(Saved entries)
· · · ·

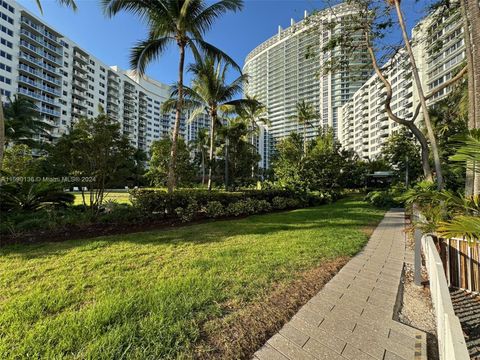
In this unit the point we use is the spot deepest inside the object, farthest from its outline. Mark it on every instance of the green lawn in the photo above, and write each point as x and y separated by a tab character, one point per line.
146	295
118	196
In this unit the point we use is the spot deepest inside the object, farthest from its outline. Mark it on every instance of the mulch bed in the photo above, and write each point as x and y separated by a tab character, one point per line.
239	335
92	231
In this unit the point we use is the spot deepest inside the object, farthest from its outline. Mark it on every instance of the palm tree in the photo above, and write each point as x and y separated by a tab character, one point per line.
68	3
182	22
201	145
305	115
23	123
210	93
253	112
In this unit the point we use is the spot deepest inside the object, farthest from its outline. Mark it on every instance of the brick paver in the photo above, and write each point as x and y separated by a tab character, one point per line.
352	316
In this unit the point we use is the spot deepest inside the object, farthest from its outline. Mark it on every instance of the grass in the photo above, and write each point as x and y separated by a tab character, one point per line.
147	295
118	196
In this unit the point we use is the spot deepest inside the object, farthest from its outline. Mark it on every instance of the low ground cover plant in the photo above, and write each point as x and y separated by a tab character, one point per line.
157	205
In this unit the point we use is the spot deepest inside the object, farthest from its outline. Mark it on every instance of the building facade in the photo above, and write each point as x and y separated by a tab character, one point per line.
67	83
439	50
290	67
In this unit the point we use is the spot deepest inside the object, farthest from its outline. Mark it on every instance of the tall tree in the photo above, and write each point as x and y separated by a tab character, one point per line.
200	146
182	22
210	92
254	113
23	123
305	116
421	94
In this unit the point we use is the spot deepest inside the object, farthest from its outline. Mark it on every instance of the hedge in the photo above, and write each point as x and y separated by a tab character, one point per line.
192	204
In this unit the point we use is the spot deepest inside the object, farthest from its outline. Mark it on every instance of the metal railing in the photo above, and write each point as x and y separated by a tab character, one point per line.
451	342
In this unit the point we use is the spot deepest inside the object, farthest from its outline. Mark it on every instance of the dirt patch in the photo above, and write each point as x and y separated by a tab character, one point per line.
417	310
239	335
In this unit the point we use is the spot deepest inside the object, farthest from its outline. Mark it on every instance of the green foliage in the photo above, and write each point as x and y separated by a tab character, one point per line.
30	196
95	152
159	160
402	153
214	209
242	155
386	199
18	160
325	166
23	122
466	227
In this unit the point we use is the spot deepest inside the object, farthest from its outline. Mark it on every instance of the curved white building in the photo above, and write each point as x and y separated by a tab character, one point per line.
289	67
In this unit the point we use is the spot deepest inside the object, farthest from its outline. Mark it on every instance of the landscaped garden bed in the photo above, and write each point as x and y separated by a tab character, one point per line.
190	291
149	209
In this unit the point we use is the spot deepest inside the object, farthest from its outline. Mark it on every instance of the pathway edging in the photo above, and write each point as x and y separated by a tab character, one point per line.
352	316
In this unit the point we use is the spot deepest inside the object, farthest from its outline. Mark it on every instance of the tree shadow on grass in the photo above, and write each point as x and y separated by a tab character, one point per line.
338	217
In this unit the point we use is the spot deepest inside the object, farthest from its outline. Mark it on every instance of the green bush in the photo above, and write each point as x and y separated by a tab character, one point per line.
279	203
214	209
382	199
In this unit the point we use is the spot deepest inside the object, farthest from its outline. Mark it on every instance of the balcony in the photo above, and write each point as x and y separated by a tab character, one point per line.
49	111
37	62
39	29
78	93
79	103
39	74
36	96
38	40
80	67
80	56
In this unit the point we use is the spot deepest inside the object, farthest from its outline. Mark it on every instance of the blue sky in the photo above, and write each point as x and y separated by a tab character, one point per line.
237	34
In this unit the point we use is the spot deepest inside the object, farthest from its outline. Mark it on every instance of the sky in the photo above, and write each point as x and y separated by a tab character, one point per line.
237	34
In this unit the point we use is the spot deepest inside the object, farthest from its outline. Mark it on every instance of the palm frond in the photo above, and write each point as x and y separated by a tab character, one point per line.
466	227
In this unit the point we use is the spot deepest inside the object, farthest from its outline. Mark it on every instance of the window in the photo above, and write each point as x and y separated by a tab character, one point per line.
5	80
5	67
5	55
6	31
6	43
7	6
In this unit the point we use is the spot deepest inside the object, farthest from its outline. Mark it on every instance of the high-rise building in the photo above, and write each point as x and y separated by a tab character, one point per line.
364	123
290	67
66	82
439	49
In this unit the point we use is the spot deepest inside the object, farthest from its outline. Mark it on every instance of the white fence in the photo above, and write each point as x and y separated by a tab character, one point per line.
451	343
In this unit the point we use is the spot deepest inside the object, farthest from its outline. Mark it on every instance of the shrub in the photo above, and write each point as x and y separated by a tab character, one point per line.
187	213
381	199
279	203
214	209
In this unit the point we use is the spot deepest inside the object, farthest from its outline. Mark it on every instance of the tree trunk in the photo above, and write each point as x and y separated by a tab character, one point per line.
423	102
473	19
213	120
304	139
203	167
470	174
410	124
253	147
2	133
172	164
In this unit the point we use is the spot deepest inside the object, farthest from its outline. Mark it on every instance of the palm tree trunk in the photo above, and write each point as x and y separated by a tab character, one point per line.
253	147
172	164
410	124
213	119
472	15
423	102
2	134
203	167
304	139
470	173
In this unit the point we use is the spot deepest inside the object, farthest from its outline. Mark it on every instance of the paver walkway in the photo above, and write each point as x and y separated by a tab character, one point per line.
352	316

· · · ·

Your task is to retype the records above in full and exactly, omitting the pictures.

▶ **RESULT FOR THIS EXERCISE**:
In this unit the point we use is the spot deepest inside the object, farthest from its outline. Mark it on every instance of the green lawn in the photo above, and write each point as x and y separated by a tab character, one point per line.
146	295
118	196
In this unit the point we use is the spot deepest inside the object, farthest from its outline. Mark it on every instance of the mulch bed in the photo above, and write each point as x and y separated by a tab character, one point per line.
239	335
92	231
In this unit the point we use is the spot deepest inside the object, farthest from its outline. Mark it on every instance of the palm tree in the photo above, and write each point as x and y separated by a tab character, one point per line.
68	3
182	22
201	145
305	115
23	123
210	93
253	112
In this unit the point we use is the spot deepest inside the object, farthest from its outline. Mark it on every instance of the brick paver in the photo above, and write each point as x and y separated by a tab character, one point per line.
352	316
In this unit the point we use is the spot deepest inside the object, farthest from its outline. Mark it on every instance of the grass in the photo above, and write each point as x and y separated by a tab character, one point per line.
147	295
118	196
In this unit the point we use is the spot deepest inside the object, farthest from its outline. Mark it on every instance of the low ground cover plant in the photo above, and write each point as x and y separated by a tab character, one point per line.
157	205
In this unit the point we use is the spot deepest inside the object, farthest from its outline. Mark it on every instance of the building facade in the photo above, and write each point as x and y separated by a tab character, one point per line.
67	83
439	50
290	67
In this unit the point we use is the spot deepest inside the object, farthest from its outline. Mark it on every instance of the tall tree in the photo above, and write each point as x and y separated by a tab character, one point per line.
200	146
182	22
210	92
254	113
23	123
305	116
421	94
In this unit the point we use is the spot deepest inside the object, farthest from its outline. Mark it on every instance of the hedge in the photo above, and write each point as x and y separated by a tab character, one point per line.
192	204
In this unit the point we use is the spot deepest inside the object, farthest from its outline. Mark it on every instance of the metal railing in the photo above, and write each point as x and y separated by a tab character, one point per line.
451	342
In this unit the point we use is the spot deepest inside the object, farthest from its outline. Mark it on every instance of the dirt patch in the photo above, and write each point as x and y separated by a tab character, one point per line.
417	310
239	335
In this unit the point we use is the spot deepest inside the object, farthest from its outline. Mark it on every instance of the green foliage in the photo above, and write each point as x and y separated by a tab character, one point per line.
30	196
95	152
159	160
402	153
214	209
242	155
386	199
18	160
325	166
23	122
466	227
In this unit the point we use is the spot deepest inside the object, farthest from its outline. Mark it on every instance of the curved white building in the photo above, and write each point as x and y separated by a tab character, one point per line.
289	67
In this unit the point we use is the spot deepest inside the object, farthest from its outline. Mark it on every instance of the landscaped garden bed in the photo above, and write each point as x and y separated by a tab character, one point per line.
190	291
149	209
In this unit the point we use is the spot deepest inside the object, farthest from its outline. Mark it on every instance of the pathway edging in the photo above, and write each point as x and y separated by a tab character, one point per line.
352	316
In this unit the point we use is the spot deepest inside the object, farthest from its outline. Mark it on every instance of the tree shadow on grass in the photo above, and write each point as x and y separated by a tab character, one point per line.
338	217
In this unit the point we use is the spot deepest inside the object, farthest from its outline. Mark it on every instance of the green bush in the photo above, and write each point as x and y separated by a tab character, one point per line.
279	203
214	209
382	199
In this unit the point we use is the spot deepest inside the object, farthest from its outline. Mark it on every instance of the balcony in the photo above, and write each point as x and y separated by a tab character, one point per line.
49	111
37	62
39	29
78	93
79	103
39	74
36	96
38	40
80	67
80	56
In this unit the point we use is the spot deepest inside the object, farthest from its outline. Mark it on every instance of the blue sky in the photo above, and write each point as x and y separated by a tab character, one point per line.
237	34
In this unit the point we use is the spot deepest inside the object, farthest from its outline. Mark it on every instance of the sky in the photo above, and write each point as x and y separated by a tab character, one point per line.
237	34
In this unit the point we use is the spot deepest inside the object, farthest from its outline. Mark it on every instance of the palm frond in the photo above, and write each point as x and y separated by a tab character, one point per line.
466	227
In this unit the point we use is the spot deepest inside the object, farthest from its outline. Mark it on every instance of the window in the photo above, and write each point as x and y separated by a tab character, one point per line.
5	80
5	67
5	55
6	31
6	43
7	6
In this unit the point we use is the spot deepest inside the object, farthest from its outline. Mark it on every instance of the high-rise building in the photo above, and write each point as x and y separated by a tab character, one point per line.
364	123
290	67
66	82
439	49
In this unit the point we use is the spot deepest inside the object, farthest from its outline. Mark it on every instance of the white fence in the photo above, and write each point as x and y separated by a tab character, one point per line.
451	343
In this unit the point we use is the spot deepest inside the object, farthest from its outline. Mark it on every instance of the shrub in the photo above, and write each point as x and y separated by a tab character, one point per line.
187	213
381	199
279	203
214	209
In this unit the point we use is the spot deepest inside the object, farthest from its outline. Mark it on every instance of the tree trunk in the photo above, and write each point as x and y separated by a tab character, one point per line.
423	102
473	19
213	120
304	139
203	167
470	174
410	124
253	147
2	133
172	164
In this unit the point we use is the spot deepest inside the object, farthest from its outline. Mark it on every instance of the palm tree trunk in the photo above, and write each point as x and y separated by a tab character, one point per line.
253	147
172	164
410	124
213	119
472	15
423	102
2	134
203	167
304	139
470	173
In this unit the point we use is the spot deepest inside the object, farthest from its outline. Mark it on every instance of the paver walkway in the photo above, and write each point as x and y separated by a tab character, one point per line.
352	316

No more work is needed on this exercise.